• THE REQUEST
Are you able to quote each entry exactly as written?

[Start INPUT DATA]

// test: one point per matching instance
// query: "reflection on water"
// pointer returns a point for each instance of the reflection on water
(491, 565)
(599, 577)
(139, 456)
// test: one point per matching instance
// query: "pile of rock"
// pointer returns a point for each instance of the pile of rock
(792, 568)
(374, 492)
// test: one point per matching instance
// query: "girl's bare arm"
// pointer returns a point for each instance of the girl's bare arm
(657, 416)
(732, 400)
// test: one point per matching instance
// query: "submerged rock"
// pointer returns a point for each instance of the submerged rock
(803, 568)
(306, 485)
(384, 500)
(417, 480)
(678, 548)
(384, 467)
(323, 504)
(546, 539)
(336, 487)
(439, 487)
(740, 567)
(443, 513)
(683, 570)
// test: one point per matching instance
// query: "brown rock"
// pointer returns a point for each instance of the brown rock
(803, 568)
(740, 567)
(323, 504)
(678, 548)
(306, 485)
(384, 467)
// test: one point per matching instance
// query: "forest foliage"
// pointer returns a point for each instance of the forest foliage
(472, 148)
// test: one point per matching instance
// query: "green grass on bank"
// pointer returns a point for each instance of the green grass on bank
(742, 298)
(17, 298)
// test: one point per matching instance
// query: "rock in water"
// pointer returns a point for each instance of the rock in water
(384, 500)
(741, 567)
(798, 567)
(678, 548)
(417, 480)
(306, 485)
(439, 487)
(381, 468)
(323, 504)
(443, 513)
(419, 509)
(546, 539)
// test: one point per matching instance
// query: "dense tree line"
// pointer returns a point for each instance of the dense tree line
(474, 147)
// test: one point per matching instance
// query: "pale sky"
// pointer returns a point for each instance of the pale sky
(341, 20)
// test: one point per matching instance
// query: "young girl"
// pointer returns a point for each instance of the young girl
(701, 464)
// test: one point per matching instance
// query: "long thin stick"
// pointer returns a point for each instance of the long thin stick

[End INPUT DATA]

• EXERCISE SOLUTION
// test: one point per matching instance
// query: "reflection on water"
// pointer returns a point for each instance of the reflection on water
(491, 565)
(599, 577)
(139, 456)
// test: one point per matching instance
// query: "pile of rock"
// pointer returns a point for each instance of the pile of rock
(792, 568)
(374, 492)
// test: one point per matching instance
// query: "girl's bare arm"
// pointer returns a point for each instance of the girl's bare arm
(657, 416)
(732, 400)
// test: one point per matching instance
// query: "submerged rock"
// pointer returns a point for each instance of the submerged rock
(803, 568)
(306, 485)
(384, 500)
(417, 480)
(678, 548)
(384, 467)
(323, 504)
(546, 539)
(336, 487)
(439, 487)
(740, 567)
(443, 513)
(683, 570)
// test: one point per matching instance
// query: "brown rock"
// pointer returns a point for each instance of the brown rock
(803, 568)
(740, 567)
(323, 504)
(678, 548)
(306, 485)
(384, 467)
// test: one point per matching instance
// query: "forest foliage"
// pointer returns a point for each instance of the forest foliage
(472, 148)
// test: one point per matching instance
// query: "green grass on bank"
// pointer returns a point for each instance of the green grass on bank
(742, 298)
(17, 298)
// test: one point per matching instance
// query: "rock in water"
// pointer returns a point for each instance of the rock in water
(384, 500)
(741, 567)
(798, 567)
(678, 548)
(417, 480)
(306, 485)
(439, 487)
(381, 468)
(323, 504)
(443, 513)
(419, 509)
(546, 539)
// test: one point per matching instance
// query: "dense tree line"
// pointer returns a point for each instance of the dense tree line
(474, 147)
// test: one point per matching instance
// query: "pale sky"
// pointer returns a point for each instance of the pale sky
(341, 20)
// test: one point per matching instance
// query: "young girl"
// pointer returns a point for each instance of the young girl
(701, 464)
// test: one point per matching instance
// query: "long thin stick"
// pointer returns a point for each instance of the long thin stick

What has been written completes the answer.